What needs to be done: Return every one of the entries below verbatim, reproducing each line without alteration.

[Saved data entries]
***

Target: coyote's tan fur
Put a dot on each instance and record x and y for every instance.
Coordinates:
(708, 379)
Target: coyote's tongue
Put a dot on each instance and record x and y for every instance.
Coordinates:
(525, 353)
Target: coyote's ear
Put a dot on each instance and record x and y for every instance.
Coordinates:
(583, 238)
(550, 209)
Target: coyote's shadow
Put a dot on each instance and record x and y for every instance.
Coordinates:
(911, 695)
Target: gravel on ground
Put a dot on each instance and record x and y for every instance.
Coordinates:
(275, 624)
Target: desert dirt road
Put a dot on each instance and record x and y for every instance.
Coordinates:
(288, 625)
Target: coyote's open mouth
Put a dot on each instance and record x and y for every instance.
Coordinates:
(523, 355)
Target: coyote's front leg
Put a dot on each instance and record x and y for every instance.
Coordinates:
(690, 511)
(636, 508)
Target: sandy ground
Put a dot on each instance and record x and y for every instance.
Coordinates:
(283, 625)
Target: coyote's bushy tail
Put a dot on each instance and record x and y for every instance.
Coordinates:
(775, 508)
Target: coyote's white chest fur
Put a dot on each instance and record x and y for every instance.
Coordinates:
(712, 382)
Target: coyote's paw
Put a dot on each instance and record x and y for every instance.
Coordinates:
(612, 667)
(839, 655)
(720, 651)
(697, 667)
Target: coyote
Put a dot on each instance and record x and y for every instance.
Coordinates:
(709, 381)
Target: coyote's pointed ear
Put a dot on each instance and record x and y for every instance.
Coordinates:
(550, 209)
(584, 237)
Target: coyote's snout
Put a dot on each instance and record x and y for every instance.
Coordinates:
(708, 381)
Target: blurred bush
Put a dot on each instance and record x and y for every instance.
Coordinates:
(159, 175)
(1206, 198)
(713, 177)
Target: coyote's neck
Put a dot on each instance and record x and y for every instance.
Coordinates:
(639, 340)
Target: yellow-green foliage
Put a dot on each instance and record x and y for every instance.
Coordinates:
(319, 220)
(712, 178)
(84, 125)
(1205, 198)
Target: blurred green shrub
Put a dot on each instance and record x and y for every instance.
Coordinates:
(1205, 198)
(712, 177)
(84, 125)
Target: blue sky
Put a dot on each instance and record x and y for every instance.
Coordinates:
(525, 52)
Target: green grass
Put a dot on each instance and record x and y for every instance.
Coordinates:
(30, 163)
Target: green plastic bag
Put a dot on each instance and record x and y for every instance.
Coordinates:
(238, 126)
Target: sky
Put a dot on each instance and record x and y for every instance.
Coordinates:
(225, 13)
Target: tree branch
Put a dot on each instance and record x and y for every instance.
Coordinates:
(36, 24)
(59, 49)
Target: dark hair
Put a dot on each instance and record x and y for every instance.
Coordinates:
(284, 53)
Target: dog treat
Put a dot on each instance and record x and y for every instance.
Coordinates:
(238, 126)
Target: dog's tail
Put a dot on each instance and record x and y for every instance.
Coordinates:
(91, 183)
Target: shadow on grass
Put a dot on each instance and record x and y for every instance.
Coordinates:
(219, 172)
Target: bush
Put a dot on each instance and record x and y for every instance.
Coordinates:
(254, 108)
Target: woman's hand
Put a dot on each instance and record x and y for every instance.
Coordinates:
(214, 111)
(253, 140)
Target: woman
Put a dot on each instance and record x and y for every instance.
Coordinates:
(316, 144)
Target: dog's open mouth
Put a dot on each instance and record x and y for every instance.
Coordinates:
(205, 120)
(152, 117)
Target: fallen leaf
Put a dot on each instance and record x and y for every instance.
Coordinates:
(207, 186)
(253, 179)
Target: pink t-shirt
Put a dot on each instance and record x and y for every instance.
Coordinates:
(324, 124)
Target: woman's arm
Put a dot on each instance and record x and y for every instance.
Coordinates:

***

Final answer:
Target: coyote's tan fur
Put a dot on each instance and record x and y for every instance.
Coordinates:
(708, 379)
Target: coyote's tongue
Put a dot on each instance and record x and y for every instance.
Coordinates:
(525, 353)
Target: coyote's ear
Put a dot on each instance and record x and y for every instance.
Coordinates:
(583, 238)
(550, 209)
Target: coyote's shadow
Put a dot on each instance and record x and y for every instance.
Coordinates:
(911, 695)
Target: gravel on ground
Put a dot on each instance and record x and y for every instance.
Coordinates:
(275, 624)
Target: desert dirt road
Put a dot on each instance and record x and y for every instance.
Coordinates:
(288, 625)
Target: coyote's open mouth
Put a dot on each instance and record x and y for every instance.
Coordinates:
(523, 355)
Target: coyote's front leg
Put a dot on each instance and record x and y for every instance.
Coordinates:
(690, 511)
(636, 508)
Target: sandy ground
Put a dot on each instance and record x and y for every instance.
Coordinates:
(283, 625)
Target: coyote's bushy tail
Put a dot on each instance and record x and y for every instance.
Coordinates:
(775, 508)
Target: coyote's white chest fur
Put a dot on each instance and record x and y for every instance.
Coordinates:
(712, 382)
Target: coyote's paw
Put a dot on each instance and record x and y for every instance.
Coordinates:
(612, 667)
(839, 655)
(720, 651)
(697, 667)
Target: coyote
Put a dot on each instance and record x and y for every instance.
Coordinates:
(709, 381)
Target: coyote's pointed ear
Put a dot on each instance and record x and y for every instance.
Coordinates:
(550, 209)
(584, 237)
Target: coyote's snout
Put a dot on each instance and record x and y for every instance.
Coordinates:
(708, 381)
Target: blurred bush
Put a dot on each instance and record x and y for every instance.
Coordinates:
(159, 175)
(1206, 198)
(713, 177)
Target: coyote's neck
Put a dot on each instance and record x and y for every instance.
Coordinates:
(639, 340)
Target: yellow-green foliage
Put a dot on each instance and record x and y for every instance.
Coordinates:
(319, 220)
(712, 178)
(84, 125)
(1205, 198)
Target: blurred green shrub
Put a dot on each instance and record x and y for every instance.
Coordinates:
(1205, 198)
(712, 177)
(84, 125)
Target: blue sky
Put a dot on each instance and record x and y for every instance.
Coordinates:
(525, 52)
Target: green grass
Put a dot on each instance and record x and y for every instance.
Coordinates:
(30, 163)
Target: green plastic bag
Put a dot on each instance and record x and y for every instance.
Coordinates:
(238, 126)
Target: sky
Put a dot on each instance and record x and y for every instance.
Coordinates:
(225, 13)
Target: tree branch
Put a dot on each instance and record x and y for every instance.
Coordinates:
(36, 24)
(59, 49)
Target: dark hair
Put a dot on each instance and record x and y for every instance.
Coordinates:
(284, 53)
Target: dog treat
Put a dot on each instance and record x and y for every instance.
Coordinates:
(238, 126)
Target: dog's tail
Put a dot on each instance and record x and y for every instance.
Coordinates:
(91, 183)
Target: shadow on grass
Put a dot on each instance and record x and y for every instance.
Coordinates:
(219, 172)
Target: bush
Put a dot on each instance and record x and y for every instance.
Coordinates:
(254, 108)
Target: woman's hand
Put a dot on each instance and record x and y for every instance.
Coordinates:
(214, 111)
(253, 140)
Target: woman
Put a dot on each instance and record x and y for every instance.
Coordinates:
(316, 144)
Target: dog's open mouth
Put a dot on each instance and record x and y for every instance.
Coordinates:
(205, 120)
(152, 117)
Target: fallen leaf
Put a dot on each instance and record x and y for every instance.
Coordinates:
(207, 186)
(253, 179)
Target: pink t-shirt
Put a dot on each instance and record x and y for every instance.
Coordinates:
(324, 124)
Target: woman's arm
Put a dot on each instance and record x and y for every instance.
Coordinates:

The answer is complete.